# [GESTELDE OPDRACHT A]
Verzamel elke regel uit de records waarin de tekenreeks "alloy" voorkomt.

Beatrijs
1. Inleiding
Beatrijs is een Middelnederlandse Marialegende uit de veertiende eeuw. Het enige handschrift waarin de legende overgeleverd is, dateert van kort voor 1374 en wordt bewaard in de Koninklijke Bibliotheek in Den Haag onder signatuur 76 E 5. Omdat het oorspronkelijke werk geen titel had, geeft men aan het stuk meestal de naam van het hoofdpersonage, Beatrijs.

# [GESTELDE OPDRACHT B]
Geef de bovenstaande tekst over Beatrijs volledig en letterlijk terug.

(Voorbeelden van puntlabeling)
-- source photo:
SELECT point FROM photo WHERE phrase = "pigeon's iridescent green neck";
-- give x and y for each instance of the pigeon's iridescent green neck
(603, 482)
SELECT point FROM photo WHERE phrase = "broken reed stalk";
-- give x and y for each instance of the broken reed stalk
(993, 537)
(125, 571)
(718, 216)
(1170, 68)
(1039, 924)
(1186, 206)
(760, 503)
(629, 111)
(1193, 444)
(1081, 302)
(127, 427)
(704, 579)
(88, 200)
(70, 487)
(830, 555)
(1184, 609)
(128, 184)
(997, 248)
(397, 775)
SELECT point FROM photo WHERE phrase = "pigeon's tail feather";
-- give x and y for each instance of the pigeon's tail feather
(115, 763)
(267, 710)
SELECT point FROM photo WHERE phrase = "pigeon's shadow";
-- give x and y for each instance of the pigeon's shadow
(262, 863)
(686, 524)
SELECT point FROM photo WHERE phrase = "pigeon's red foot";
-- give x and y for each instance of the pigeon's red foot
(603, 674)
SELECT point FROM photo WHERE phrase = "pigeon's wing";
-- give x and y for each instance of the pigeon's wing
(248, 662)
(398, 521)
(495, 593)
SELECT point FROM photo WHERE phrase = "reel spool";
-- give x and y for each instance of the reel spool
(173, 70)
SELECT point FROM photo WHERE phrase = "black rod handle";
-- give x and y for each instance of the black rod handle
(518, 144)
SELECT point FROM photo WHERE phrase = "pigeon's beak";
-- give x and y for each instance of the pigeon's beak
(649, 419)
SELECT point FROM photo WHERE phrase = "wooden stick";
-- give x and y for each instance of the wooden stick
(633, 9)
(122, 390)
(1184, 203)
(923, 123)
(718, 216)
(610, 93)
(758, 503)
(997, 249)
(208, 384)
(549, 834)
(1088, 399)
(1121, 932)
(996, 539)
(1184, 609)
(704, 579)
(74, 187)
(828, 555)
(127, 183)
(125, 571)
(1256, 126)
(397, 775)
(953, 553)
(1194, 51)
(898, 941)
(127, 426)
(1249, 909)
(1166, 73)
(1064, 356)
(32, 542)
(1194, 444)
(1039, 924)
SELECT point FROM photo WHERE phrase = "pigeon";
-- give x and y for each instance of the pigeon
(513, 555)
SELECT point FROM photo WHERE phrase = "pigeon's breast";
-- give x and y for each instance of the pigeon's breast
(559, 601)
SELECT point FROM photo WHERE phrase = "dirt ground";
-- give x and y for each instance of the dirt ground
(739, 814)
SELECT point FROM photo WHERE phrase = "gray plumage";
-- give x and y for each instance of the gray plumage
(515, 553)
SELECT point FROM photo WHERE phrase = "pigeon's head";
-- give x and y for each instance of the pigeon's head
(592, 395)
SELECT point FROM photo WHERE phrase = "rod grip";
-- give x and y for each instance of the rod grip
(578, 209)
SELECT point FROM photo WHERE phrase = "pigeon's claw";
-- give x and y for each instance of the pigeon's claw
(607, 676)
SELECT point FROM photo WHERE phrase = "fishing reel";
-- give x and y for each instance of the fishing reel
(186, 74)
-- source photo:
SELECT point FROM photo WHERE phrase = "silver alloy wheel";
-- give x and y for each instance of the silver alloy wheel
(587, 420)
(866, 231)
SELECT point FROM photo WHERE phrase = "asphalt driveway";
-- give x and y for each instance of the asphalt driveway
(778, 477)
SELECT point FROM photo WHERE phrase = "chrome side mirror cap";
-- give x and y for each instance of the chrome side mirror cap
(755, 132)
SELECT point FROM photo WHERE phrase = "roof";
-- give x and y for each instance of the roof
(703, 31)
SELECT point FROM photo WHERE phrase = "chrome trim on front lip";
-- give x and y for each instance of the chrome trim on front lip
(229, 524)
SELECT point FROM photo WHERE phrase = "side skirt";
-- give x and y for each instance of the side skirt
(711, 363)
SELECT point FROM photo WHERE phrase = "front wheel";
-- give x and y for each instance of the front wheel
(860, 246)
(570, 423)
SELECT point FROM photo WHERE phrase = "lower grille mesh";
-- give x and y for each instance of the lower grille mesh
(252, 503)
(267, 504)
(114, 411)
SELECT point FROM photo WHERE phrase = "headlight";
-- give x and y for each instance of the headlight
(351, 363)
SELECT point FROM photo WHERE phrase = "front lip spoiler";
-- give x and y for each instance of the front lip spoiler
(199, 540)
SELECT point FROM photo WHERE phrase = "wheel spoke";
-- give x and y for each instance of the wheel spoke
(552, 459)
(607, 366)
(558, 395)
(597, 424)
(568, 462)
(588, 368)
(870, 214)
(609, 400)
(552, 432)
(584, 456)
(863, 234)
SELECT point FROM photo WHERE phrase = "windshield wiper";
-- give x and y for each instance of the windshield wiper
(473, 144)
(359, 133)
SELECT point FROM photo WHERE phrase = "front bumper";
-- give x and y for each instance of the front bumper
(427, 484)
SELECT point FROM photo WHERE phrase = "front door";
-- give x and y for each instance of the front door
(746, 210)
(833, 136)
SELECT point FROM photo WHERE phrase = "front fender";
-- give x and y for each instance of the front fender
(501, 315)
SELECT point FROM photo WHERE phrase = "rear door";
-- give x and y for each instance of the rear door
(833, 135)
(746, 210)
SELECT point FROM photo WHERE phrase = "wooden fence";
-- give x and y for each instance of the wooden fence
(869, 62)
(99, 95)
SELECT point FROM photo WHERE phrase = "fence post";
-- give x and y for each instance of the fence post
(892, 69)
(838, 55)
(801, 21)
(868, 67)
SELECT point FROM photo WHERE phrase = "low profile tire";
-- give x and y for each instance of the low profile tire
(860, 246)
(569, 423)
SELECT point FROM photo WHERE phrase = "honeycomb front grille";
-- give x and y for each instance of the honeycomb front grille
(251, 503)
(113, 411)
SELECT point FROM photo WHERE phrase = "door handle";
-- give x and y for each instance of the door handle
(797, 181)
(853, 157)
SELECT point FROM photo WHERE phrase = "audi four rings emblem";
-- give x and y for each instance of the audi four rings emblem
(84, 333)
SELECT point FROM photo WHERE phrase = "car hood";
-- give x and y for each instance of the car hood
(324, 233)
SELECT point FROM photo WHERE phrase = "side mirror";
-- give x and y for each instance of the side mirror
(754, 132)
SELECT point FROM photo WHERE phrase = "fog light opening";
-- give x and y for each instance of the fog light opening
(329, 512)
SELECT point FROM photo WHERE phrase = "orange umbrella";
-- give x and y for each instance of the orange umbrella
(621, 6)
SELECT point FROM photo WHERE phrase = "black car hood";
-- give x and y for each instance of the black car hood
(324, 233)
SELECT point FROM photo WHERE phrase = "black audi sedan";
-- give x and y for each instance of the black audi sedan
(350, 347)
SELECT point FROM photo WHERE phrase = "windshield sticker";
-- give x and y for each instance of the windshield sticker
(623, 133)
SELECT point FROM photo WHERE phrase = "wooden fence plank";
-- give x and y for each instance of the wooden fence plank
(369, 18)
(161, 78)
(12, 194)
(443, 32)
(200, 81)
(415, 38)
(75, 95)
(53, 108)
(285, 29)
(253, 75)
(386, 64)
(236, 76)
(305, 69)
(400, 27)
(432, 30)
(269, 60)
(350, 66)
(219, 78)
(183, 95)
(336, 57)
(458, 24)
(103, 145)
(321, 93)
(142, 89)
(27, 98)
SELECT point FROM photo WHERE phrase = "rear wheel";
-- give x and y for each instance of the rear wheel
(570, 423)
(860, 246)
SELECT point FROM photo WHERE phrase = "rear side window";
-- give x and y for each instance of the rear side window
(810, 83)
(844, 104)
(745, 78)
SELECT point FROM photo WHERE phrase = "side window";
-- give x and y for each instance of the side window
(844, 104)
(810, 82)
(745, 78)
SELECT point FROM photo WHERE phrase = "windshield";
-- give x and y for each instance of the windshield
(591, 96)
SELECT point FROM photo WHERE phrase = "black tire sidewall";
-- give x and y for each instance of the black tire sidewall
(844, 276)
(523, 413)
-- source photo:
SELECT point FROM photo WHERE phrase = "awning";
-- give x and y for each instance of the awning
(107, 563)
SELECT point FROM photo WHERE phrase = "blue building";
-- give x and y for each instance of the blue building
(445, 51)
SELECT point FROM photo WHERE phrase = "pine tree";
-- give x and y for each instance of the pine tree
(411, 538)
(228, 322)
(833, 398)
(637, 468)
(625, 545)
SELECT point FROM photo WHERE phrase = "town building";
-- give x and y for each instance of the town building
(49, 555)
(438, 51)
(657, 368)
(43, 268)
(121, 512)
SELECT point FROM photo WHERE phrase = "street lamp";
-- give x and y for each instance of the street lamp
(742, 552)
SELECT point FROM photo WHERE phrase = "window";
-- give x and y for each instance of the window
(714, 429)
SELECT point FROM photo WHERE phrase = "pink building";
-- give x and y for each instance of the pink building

# [EINDRESULTAAT A]
SELECT point FROM photo WHERE phrase = "silver alloy wheel";
-- give x and y for each instance of the silver alloy wheel

# [EINDRESULTAAT B]
Beatrijs
1. Inleiding
Beatrijs is een Middelnederlandse Marialegende uit de veertiende eeuw. Het enige handschrift waarin de legende overgeleverd is, dateert van kort voor 1374 en wordt bewaard in de Koninklijke Bibliotheek in Den Haag onder signatuur 76 E 5. Omdat het oorspronkelijke werk geen titel had, geeft men aan het stuk meestal de naam van het hoofdpersonage, Beatrijs.